[Start of DATA RECORDS]

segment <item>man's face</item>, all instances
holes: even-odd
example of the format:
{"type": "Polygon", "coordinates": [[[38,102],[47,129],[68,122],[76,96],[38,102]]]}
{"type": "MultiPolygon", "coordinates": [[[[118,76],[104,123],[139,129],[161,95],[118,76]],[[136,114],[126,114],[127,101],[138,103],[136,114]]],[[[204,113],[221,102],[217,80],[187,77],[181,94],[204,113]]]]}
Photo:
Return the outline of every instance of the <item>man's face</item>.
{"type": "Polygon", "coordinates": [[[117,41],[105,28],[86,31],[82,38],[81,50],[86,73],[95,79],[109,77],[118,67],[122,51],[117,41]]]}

[End of DATA RECORDS]

*TASK REQUIREMENTS*.
Find every line in the records that contains the string "item", and copy each of those lines.

*EXERCISE SOLUTION*.
segment <item>man's face</item>, all instances
Return the outline of every instance of the <item>man's face</item>.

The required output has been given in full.